EXTRACT →

— START —

Go Back
+ servings

Red Velvet Cheesecake Cupcakes

These Red Velvet Cheesecake Cupcakes are the perfect combination of moist red velvet cake and creamy cheesecake filling, all topped with a luscious cream cheese frosting. They are a showstopper for any occasion!
Prep Time 30 minutes
Cook Time 20 minutes
Total Time 50 minutes
Course Breakfast
Cuisine American
Servings 24
Calories 120 kcal

Ingredients
  

Red Velvet Cupcake Base

  • 2.5 cups all purpose flour
  • 1.5 cups sugar
  • 2 teaspoons unsweetened cocoa powder
  • 1 teaspoon salt
  • 1 teaspoon baking soda
  • 2 large eggs
  • 1 cup vegetable oil
  • 1 cup buttermilk (or 1 teaspoon vinegar with enough milk to make 1 cup)
  • 1 teaspoon white vinegar
  • 1 tablespoon vanilla extract
  • 1 tablespoon red food coloring

Cheesecake Filling

  • 8 ounces cream cheese room temperature
  • 0.33 cup sugar
  • 0.25 cup sour cream
  • 1 teaspoon vanilla extract

Cream Cheese Frosting

  • 8 ounces cream cheese softened
  • 0.5 cup unsalted butter softened
  • 4 cups powdered sugar
  • 0.5 teaspoon salt or to taste
  • 1 tablespoon vanilla extract

Instructions
 

Preparation Steps

  • Preheat oven to 350°F (175°C). Line muffin tins with cupcake liners.

— END —

RECORDS →
— START —

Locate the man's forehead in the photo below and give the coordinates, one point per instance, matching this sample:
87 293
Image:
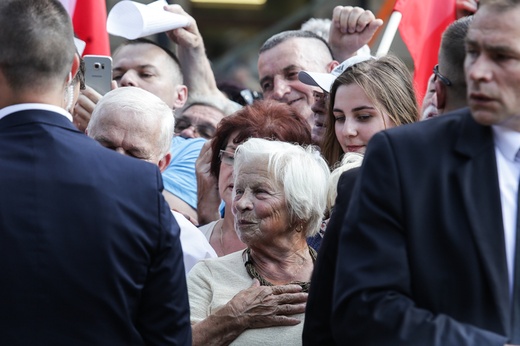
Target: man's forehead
202 112
293 54
142 54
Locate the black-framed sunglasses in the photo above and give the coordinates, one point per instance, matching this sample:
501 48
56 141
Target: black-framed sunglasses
443 79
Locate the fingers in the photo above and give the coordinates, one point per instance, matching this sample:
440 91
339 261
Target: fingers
286 289
352 20
465 7
187 36
274 320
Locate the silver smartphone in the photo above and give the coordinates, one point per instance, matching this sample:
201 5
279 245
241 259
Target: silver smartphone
98 72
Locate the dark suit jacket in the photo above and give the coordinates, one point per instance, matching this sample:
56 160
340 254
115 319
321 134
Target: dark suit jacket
316 328
421 259
89 250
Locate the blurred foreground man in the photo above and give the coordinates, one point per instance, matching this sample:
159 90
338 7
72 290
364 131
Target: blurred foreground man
85 257
430 247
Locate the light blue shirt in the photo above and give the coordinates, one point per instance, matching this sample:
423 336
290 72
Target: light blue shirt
179 177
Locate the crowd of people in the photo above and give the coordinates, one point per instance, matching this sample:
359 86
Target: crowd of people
334 211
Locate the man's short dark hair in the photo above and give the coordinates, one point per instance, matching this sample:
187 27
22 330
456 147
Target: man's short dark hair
36 43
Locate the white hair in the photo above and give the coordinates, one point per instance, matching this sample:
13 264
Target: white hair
301 171
142 103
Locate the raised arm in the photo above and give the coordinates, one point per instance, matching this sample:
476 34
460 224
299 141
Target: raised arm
351 29
198 74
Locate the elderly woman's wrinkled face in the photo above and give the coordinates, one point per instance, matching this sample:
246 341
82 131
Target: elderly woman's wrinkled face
259 205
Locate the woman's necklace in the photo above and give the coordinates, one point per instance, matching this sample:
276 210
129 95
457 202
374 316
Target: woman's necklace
250 268
222 237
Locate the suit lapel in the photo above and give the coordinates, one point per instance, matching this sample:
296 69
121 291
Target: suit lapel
36 116
478 179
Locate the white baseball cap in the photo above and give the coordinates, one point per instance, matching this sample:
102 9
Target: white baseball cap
325 80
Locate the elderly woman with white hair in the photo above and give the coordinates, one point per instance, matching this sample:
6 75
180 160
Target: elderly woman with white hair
257 295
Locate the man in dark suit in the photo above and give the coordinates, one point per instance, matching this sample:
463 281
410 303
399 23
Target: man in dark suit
427 250
89 251
317 325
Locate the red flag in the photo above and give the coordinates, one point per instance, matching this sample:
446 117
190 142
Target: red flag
421 29
89 18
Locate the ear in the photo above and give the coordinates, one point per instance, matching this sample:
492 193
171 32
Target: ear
182 96
332 65
440 91
164 162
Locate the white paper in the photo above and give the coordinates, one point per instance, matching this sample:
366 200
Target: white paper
132 20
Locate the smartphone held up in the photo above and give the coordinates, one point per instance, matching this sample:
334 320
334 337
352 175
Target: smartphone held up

— END —

ACTIONS TO TAKE →
1) In the cupcake recipe, rewrite the part that opens with the words containing "Red Velvet Cupcake" and closes with "make 1 cup)", putting "canola oil" in place of "vegetable oil".
2) Do these statements agree with the cupcake recipe? Answer yes or no for each, quoting the words that decide it: (a) The recipe makes 24 servings. (b) The cook time is 30 minutes. (c) The frosting calls for unsalted butter.
Work from the cupcake recipe alone.

TASK RESULTS →
1)
Red Velvet Cupcake Base

  • 2.5 cups all purpose flour
  • 1.5 cups sugar
  • 2 teaspoons unsweetened cocoa powder
  • 1 teaspoon salt
  • 1 teaspoon baking soda
  • 2 large eggs
  • 1 cup canola oil
  • 1 cup buttermilk (or 1 teaspoon vinegar with enough milk to make 1 cup)

2)
(a) Yes: "Servings 24"
(b) No: "Cook Time 20 minutes"
(c) Yes: "0.5 cup unsalted butter softened"